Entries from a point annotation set
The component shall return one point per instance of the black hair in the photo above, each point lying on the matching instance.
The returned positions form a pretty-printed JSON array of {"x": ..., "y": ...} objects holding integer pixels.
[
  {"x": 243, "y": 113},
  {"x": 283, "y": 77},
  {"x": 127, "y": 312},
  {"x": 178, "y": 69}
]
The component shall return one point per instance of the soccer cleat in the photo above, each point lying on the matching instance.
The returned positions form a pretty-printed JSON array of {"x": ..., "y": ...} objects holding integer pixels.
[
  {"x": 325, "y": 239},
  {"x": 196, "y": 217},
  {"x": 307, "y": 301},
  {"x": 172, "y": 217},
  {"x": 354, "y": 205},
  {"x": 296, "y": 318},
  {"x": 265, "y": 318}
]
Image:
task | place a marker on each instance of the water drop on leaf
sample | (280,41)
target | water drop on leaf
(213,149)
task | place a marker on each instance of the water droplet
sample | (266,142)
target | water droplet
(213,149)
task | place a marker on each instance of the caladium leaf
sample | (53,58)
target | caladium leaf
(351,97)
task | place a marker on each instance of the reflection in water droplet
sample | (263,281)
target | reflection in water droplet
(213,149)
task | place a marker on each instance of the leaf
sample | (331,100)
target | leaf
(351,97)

JOB: Rewrite the entries above, swapping each occurrence of "place a marker" for "put a point" and changing nothing else.

FULL SOLUTION:
The component shall return one point per instance of the black hair in the photo above, each point lying on the matching instance.
The returned positions form a pretty-printed JSON array of {"x": ..., "y": ...} objects holding integer pixels.
[
  {"x": 243, "y": 113},
  {"x": 283, "y": 77},
  {"x": 127, "y": 312},
  {"x": 178, "y": 69}
]
The component shall return one point per instance of the soccer cleat in the photo above, each point lying on the matching instance.
The returned positions form a pretty-printed JSON array of {"x": ..., "y": ...} objects holding integer pixels.
[
  {"x": 325, "y": 239},
  {"x": 196, "y": 217},
  {"x": 307, "y": 301},
  {"x": 172, "y": 217},
  {"x": 354, "y": 205},
  {"x": 296, "y": 318},
  {"x": 265, "y": 318}
]
Image:
task | put a point on each instance of the water drop on leaf
sample | (280,41)
target | water drop on leaf
(213,149)
task | put a point on each instance of the water droplet
sample | (266,142)
target | water droplet
(213,149)
task | put a point on each instance of the caladium leaf
sample | (53,58)
target | caladium leaf
(351,97)
task | put a point on each instance of the reflection in water droplet
sample | (263,281)
target | reflection in water droplet
(213,149)
task | put a point on each instance of the leaf
sample | (331,100)
target | leaf
(351,97)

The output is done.